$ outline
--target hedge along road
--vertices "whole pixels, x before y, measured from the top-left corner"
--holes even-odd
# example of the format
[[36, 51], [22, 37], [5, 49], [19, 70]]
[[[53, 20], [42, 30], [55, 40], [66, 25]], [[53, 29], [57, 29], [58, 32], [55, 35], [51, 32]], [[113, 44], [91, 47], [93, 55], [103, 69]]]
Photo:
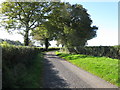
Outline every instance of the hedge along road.
[[47, 52], [44, 60], [43, 88], [118, 88], [91, 73]]

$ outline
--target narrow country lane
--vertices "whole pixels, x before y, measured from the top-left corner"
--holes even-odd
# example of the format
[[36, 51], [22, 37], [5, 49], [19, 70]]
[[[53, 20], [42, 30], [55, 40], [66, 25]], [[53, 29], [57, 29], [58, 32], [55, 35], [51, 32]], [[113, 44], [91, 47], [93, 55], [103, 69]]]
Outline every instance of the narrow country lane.
[[[44, 60], [44, 88], [116, 88], [101, 78], [86, 72], [47, 52]], [[112, 89], [111, 89], [112, 90]]]

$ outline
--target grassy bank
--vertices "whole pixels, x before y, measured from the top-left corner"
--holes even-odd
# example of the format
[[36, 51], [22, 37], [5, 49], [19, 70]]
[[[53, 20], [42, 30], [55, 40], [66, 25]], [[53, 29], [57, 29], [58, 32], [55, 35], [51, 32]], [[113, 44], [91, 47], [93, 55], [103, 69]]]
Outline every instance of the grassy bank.
[[60, 52], [56, 52], [56, 54], [72, 64], [120, 86], [120, 81], [118, 80], [118, 59]]

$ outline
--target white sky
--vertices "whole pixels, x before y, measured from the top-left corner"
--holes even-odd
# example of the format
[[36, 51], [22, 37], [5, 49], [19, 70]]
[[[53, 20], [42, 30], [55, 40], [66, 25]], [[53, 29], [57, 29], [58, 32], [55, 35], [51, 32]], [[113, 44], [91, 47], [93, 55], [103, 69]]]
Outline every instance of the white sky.
[[[2, 2], [2, 1], [5, 1], [5, 0], [1, 0], [0, 2]], [[67, 1], [67, 0], [65, 0], [65, 1]], [[108, 1], [108, 0], [106, 0], [106, 1]], [[89, 9], [88, 9], [88, 11], [89, 11]], [[89, 13], [89, 14], [91, 15], [92, 13]], [[97, 22], [95, 22], [95, 25], [96, 24], [97, 24]], [[109, 31], [108, 31], [108, 29], [109, 29]], [[115, 30], [113, 30], [113, 29], [115, 29]], [[11, 34], [7, 33], [3, 28], [0, 28], [0, 38], [10, 39], [10, 40], [19, 40], [23, 43], [23, 36], [21, 36], [17, 33], [13, 33], [13, 35], [11, 35]], [[55, 41], [50, 42], [50, 43], [51, 43], [52, 47], [56, 46]], [[102, 45], [102, 46], [118, 45], [118, 27], [107, 28], [107, 27], [100, 26], [99, 30], [97, 31], [97, 37], [88, 41], [88, 46], [99, 46], [99, 45]]]

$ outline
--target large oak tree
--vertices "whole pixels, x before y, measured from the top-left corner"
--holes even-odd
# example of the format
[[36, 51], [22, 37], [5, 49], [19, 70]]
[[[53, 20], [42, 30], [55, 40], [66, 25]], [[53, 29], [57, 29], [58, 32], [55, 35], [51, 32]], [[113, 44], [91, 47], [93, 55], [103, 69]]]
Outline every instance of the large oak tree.
[[47, 2], [4, 2], [2, 3], [2, 26], [7, 30], [22, 30], [25, 46], [29, 45], [29, 33], [45, 21], [51, 4]]

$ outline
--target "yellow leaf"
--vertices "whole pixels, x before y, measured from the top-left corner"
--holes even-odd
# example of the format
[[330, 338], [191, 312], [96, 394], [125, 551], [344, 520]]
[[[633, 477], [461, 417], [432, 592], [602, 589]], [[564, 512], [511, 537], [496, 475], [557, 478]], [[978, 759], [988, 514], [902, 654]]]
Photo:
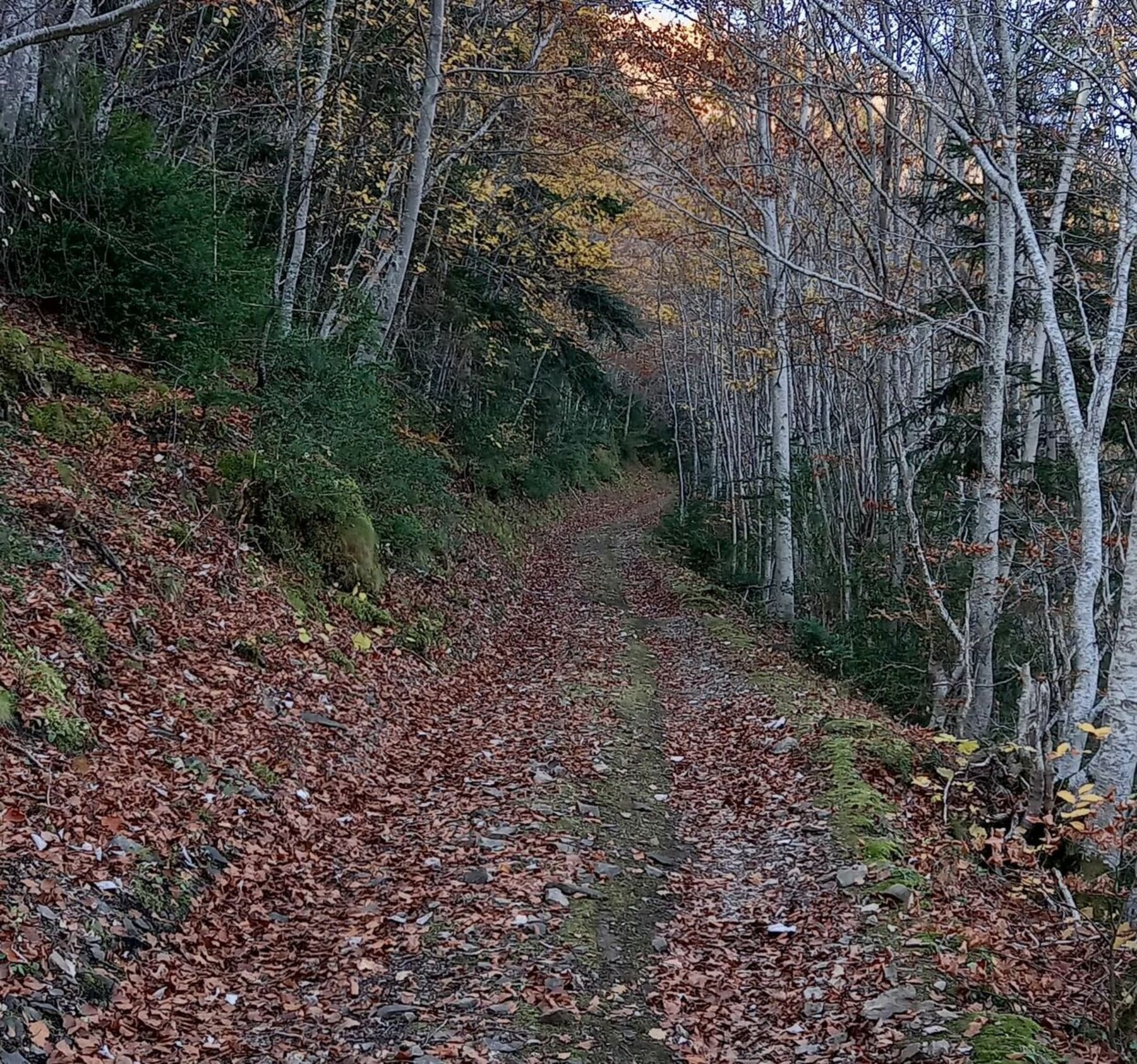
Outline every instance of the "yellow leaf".
[[366, 632], [356, 632], [351, 637], [351, 646], [356, 650], [370, 650], [371, 649], [371, 637]]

◇ ◇ ◇

EXERCISE PROMPT: Reproduce the entries above word for word, from their first line through the line that contains "[[47, 52], [44, 60], [43, 88], [118, 88], [91, 73]]", with both ends included and the pictures left out.

COMPLETE RESPONSE:
$ outline
--target hedge along road
--vertices "whole pixels, x before y, measured from the top-left corner"
--holes even-odd
# example of the format
[[36, 51], [22, 37], [5, 49], [19, 70]]
[[[53, 20], [42, 30], [55, 40], [66, 25]], [[53, 29], [57, 29], [58, 32], [55, 35], [51, 32]], [[113, 44], [91, 47], [93, 55], [103, 69]]]
Photo:
Outline every instance of the hedge along road.
[[47, 52], [44, 60], [43, 88], [118, 88], [91, 73]]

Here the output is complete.